**TASK STATEMENT**
Copy the data word for word, starting at the line containing "target: <item>teeth</item>" and ending with the line containing "112L130 113L132 113L130", both of those lines included.

**SUPPLIED MATERIAL**

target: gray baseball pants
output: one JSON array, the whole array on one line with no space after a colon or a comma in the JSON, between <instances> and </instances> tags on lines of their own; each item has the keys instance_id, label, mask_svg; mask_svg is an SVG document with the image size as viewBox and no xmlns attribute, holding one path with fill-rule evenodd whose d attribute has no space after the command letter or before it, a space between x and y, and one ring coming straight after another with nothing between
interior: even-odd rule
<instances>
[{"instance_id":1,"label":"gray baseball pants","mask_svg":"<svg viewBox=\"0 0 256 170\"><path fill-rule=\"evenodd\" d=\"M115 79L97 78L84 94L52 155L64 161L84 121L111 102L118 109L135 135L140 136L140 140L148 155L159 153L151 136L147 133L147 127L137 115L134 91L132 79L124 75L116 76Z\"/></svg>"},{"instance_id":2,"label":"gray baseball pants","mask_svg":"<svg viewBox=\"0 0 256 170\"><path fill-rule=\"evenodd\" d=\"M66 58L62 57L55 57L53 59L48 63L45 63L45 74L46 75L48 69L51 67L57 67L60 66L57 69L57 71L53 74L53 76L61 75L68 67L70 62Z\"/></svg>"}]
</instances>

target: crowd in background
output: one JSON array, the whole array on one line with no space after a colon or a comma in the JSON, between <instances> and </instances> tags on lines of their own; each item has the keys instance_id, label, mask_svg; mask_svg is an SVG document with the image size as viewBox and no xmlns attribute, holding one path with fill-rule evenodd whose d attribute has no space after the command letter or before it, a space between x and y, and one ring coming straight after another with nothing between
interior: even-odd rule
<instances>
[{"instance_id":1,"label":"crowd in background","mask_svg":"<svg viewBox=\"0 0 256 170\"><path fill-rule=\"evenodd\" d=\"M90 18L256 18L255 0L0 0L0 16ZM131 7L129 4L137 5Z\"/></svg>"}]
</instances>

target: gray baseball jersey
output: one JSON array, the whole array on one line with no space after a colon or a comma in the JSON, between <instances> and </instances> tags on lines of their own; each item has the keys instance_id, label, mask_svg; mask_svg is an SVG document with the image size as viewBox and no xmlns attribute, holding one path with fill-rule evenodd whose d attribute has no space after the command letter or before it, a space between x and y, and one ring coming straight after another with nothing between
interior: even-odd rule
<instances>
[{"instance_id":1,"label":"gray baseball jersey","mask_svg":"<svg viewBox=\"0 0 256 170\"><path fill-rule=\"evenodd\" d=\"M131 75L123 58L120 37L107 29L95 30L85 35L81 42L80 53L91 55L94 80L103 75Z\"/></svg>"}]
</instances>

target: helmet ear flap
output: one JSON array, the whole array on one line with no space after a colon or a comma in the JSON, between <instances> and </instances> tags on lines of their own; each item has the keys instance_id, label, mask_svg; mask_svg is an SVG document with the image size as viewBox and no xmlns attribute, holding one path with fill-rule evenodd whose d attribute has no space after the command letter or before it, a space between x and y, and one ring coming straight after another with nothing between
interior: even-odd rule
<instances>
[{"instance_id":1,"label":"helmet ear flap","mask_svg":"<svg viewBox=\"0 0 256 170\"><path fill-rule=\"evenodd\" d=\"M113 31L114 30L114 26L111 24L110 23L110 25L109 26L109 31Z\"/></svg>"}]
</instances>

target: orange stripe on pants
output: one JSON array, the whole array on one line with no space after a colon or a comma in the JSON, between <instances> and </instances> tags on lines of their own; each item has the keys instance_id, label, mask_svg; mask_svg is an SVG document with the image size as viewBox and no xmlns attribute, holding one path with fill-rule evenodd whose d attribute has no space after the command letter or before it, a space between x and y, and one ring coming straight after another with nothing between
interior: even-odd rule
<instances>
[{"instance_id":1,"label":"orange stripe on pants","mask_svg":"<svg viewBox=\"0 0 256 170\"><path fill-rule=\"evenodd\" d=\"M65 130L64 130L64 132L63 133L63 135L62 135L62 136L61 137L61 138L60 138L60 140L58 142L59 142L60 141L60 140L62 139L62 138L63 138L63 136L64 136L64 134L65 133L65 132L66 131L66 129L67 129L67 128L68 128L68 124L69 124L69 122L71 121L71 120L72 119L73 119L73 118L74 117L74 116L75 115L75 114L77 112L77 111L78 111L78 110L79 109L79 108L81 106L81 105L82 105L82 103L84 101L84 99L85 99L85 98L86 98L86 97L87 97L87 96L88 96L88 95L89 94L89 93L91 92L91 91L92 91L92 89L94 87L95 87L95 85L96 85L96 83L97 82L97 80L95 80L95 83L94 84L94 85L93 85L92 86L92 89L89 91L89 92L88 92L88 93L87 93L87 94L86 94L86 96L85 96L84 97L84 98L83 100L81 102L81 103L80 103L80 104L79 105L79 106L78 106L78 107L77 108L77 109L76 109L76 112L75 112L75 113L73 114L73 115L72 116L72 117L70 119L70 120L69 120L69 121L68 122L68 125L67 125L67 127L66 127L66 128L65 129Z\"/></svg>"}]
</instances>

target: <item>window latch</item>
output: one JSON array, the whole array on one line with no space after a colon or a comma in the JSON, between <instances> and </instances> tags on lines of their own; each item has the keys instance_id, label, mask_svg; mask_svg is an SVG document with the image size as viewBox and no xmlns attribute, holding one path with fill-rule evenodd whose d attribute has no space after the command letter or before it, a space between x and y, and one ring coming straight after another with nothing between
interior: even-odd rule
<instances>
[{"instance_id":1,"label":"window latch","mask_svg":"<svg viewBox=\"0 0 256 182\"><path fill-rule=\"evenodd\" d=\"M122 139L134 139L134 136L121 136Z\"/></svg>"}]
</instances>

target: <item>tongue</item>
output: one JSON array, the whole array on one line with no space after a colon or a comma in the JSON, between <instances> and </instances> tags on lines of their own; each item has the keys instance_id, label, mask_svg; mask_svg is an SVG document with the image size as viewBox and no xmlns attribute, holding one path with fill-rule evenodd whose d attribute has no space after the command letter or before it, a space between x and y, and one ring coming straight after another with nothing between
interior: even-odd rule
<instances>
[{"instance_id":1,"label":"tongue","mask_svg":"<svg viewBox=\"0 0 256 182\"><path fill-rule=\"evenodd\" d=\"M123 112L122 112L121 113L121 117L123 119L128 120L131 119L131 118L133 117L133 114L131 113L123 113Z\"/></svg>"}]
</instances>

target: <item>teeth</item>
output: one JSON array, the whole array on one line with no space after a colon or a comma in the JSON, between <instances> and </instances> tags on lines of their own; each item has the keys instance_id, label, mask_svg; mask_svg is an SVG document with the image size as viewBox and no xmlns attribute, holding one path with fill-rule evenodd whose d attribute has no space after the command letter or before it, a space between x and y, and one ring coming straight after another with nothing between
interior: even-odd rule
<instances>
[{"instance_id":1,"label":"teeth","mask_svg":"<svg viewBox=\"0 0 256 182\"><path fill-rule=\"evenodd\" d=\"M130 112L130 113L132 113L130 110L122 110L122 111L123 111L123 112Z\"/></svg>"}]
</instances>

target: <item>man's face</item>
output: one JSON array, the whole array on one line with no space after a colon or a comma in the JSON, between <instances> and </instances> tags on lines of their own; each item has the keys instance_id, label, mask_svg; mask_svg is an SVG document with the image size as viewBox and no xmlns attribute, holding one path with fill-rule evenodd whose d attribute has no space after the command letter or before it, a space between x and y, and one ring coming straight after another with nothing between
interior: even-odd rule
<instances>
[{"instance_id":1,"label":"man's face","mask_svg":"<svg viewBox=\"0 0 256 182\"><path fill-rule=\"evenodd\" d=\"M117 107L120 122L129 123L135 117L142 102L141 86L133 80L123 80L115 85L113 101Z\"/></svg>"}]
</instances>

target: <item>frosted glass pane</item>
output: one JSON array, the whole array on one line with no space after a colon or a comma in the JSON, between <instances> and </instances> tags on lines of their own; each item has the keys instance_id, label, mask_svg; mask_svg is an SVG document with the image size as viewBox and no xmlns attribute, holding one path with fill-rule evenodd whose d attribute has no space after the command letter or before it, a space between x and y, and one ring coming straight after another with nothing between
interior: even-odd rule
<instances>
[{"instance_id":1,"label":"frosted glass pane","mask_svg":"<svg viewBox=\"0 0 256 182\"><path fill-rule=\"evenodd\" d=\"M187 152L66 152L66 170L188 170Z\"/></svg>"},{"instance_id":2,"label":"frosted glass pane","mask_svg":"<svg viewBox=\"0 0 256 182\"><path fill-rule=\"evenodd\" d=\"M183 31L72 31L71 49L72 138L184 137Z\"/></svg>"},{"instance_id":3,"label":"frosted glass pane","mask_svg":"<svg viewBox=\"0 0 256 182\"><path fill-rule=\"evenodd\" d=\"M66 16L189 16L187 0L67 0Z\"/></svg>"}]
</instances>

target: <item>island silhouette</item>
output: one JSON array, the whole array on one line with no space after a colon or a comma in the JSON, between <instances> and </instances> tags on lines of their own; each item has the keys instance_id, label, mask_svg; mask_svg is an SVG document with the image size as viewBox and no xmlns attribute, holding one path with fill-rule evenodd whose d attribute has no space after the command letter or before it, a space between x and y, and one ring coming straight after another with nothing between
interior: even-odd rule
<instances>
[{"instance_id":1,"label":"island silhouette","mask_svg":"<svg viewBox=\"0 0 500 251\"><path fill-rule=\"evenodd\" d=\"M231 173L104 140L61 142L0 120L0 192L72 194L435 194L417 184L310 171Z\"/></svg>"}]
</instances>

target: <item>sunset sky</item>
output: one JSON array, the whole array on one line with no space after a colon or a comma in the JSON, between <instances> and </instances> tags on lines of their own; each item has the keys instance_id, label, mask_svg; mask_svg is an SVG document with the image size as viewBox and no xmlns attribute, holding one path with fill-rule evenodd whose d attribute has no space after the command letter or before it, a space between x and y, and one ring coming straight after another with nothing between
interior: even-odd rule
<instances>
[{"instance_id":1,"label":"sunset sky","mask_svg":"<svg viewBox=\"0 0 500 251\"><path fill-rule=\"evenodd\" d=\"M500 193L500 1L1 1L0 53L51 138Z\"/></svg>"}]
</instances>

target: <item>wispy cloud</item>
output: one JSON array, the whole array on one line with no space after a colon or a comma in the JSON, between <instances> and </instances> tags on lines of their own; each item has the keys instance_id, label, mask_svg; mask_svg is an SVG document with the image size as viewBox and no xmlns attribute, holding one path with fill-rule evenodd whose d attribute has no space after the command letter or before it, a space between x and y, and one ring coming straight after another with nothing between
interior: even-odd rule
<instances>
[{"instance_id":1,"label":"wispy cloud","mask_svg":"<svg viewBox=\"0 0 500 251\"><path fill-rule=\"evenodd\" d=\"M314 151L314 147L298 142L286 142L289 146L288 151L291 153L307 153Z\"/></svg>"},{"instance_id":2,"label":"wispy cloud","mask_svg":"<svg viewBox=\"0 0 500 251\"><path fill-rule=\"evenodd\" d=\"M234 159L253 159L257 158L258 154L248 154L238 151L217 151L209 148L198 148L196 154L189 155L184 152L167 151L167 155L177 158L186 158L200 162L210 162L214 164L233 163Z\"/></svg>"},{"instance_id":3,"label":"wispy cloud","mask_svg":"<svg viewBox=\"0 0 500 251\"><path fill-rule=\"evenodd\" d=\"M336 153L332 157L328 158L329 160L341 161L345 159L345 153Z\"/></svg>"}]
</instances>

**ANSWER TO THE EXERCISE**
target: <item>teeth</item>
output: one JSON array, the whole array on one line with no space after a colon or a comma in the JSON, between <instances> and </instances> tags on lines of their own; each item has the keys instance_id, label, mask_svg; mask_svg is an SVG document with the image size as viewBox and no xmlns attribute, holding one path with fill-rule evenodd whose d attribute has no space after the command letter or before it, a space between x and y, and one ring coming straight after another with nothing between
interior: even-odd rule
<instances>
[{"instance_id":1,"label":"teeth","mask_svg":"<svg viewBox=\"0 0 256 182\"><path fill-rule=\"evenodd\" d=\"M130 112L130 113L132 113L130 110L122 110L122 111L123 111L123 112Z\"/></svg>"}]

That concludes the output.